Secondly, the big vocabulary rather than rendering the song cute makes it sound smarmy & smart arse. There are a million things wrong with using the word 'pataphysical' but the biggest is that it screams “Hi! I'm Paul McCartney and I know big words that you don't understand.”
Third there is no warmth or involvement. Lots of people like When I'm Sixty Four. It's 'our' song. I (the singer) am singing to you (the listener). I'm singing about our relationship. It's also very cleverly a young person's song about being old (now there's a brilliant way to draw everyone in). Maxwell is a song about a person we care nothing about sung by a narrator we know nothing about.
But the fourth and fatal nail in the coffin (would you like your metaphors shaken or stirred?) is it's a joke song that's not funny. It's a cheeky 20's style comedy song. But it has no jokes. At least When I'm Sixty Four raises a few wry smiles “Will you still need me? Will you still feed me?” and the ridiculously named grandchildren. Where's the laughs here?
I'm finding out quite a few Beatles songs have lousy lyrics carried on the wings of beautiful melodies. Why doesn't Maxwell flutter heavenwards? No surprise. The tune is a turkey.
Try it yourself. Write a new set of lyrics. It's possible you'll come up with a better song. But unlikely you'll come up with a great one.

- Data segment -

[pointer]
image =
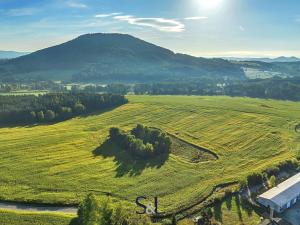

- Short problem 1 -
In the Beatles song critique, swap "coffin" for "casket" and reproduce the passage from "Third there is" to "the laughs here?".
- Short problem 2 -
Carry on the Beatles song critique from the point at which it ends.

- Exercise output 1 -
Third there is no warmth or involvement. Lots of people like When I'm Sixty Four. It's 'our' song. I (the singer) am singing to you (the listener). I'm singing about our relationship. It's also very cleverly a young person's song about being old (now there's a brilliant way to draw everyone in). Maxwell is a song about a person we care nothing about sung by a narrator we know nothing about.
But the fourth and fatal nail in the casket (would you like your metaphors shaken or stirred?) is it's a joke song that's not funny. It's a cheeky 20's style comedy song. But it has no jokes. At least When I'm Sixty Four raises a few wry smiles “Will you still need me? Will you still feed me?” and the ridiculously named grandchildren. Where's the laughs here?

- Exercise output 2 -
Put simply the solid repetition and shuffle rhythm make the tune predictable, while at the same time the combination of wide jumps and chromatic passages make the tune ugly.
So to sum up - structure and rhymes overrule logic and sense, and we have smarmy, patronising, cold, unfunny lyrics set to a predictable and ugly tune.
What's not to like?
There's a C natural in the melody on “PataphysiCAL” that's neither in the key OR the chord. Clever. There's no intro (Ticket 2) and a single D chord to end (on the third beat) (Ticket 18). Both examples of economy. But I gotta confess I'm scratching around here.
There are two more posts to come. I couldn't sleep at night if I didn't banish Maxwell to the Lyrical Hall of Shame. And I want to look at why Macca thrashed this turkey to death and how you too can know when you're flogging a dead...erm...turkey.
Excuse me now, there's a strangely metallic knock at the door...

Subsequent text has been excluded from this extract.